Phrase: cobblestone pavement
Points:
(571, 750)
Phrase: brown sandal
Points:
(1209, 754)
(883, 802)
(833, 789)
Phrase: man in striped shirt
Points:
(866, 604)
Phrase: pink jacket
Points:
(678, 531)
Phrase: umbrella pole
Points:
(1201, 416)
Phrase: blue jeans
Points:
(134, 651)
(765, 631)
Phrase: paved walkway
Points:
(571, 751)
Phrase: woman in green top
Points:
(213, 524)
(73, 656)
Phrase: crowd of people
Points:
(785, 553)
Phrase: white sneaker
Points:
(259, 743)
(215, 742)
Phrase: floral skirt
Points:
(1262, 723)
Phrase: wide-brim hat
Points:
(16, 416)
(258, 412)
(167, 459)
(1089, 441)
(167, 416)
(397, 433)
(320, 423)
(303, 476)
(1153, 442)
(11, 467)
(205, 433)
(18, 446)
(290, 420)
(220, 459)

◆ ◆ ◆

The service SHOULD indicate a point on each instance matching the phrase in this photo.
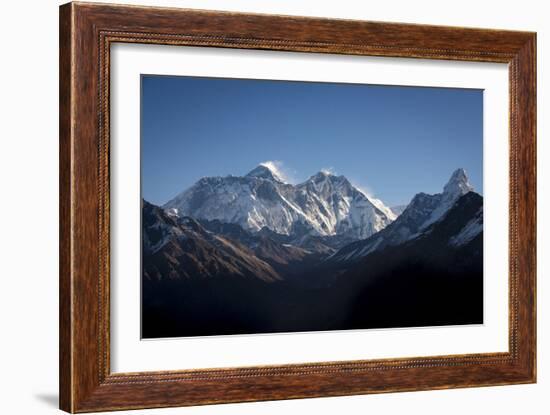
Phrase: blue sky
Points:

◆ ◆ ◆

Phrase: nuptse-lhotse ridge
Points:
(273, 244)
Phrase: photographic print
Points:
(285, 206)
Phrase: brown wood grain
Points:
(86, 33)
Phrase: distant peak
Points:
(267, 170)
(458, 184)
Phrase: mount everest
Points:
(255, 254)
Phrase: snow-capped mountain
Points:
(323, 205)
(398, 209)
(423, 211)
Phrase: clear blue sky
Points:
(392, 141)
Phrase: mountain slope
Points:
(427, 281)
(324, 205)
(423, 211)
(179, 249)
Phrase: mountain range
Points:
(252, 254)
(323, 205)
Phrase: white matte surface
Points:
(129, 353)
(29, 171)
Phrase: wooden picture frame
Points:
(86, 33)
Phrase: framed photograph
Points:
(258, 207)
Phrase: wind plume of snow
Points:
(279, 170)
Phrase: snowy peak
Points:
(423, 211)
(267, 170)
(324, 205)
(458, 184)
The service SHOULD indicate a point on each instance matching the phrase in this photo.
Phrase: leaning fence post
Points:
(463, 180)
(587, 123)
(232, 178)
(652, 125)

◆ ◆ ◆

_EXERCISE PROMPT_:
Show every line in the items above that contains the word "peak". Case counts.

_OUTPUT OF THE EXERCISE_:
Phrase: distant peak
Phrase: snowy peak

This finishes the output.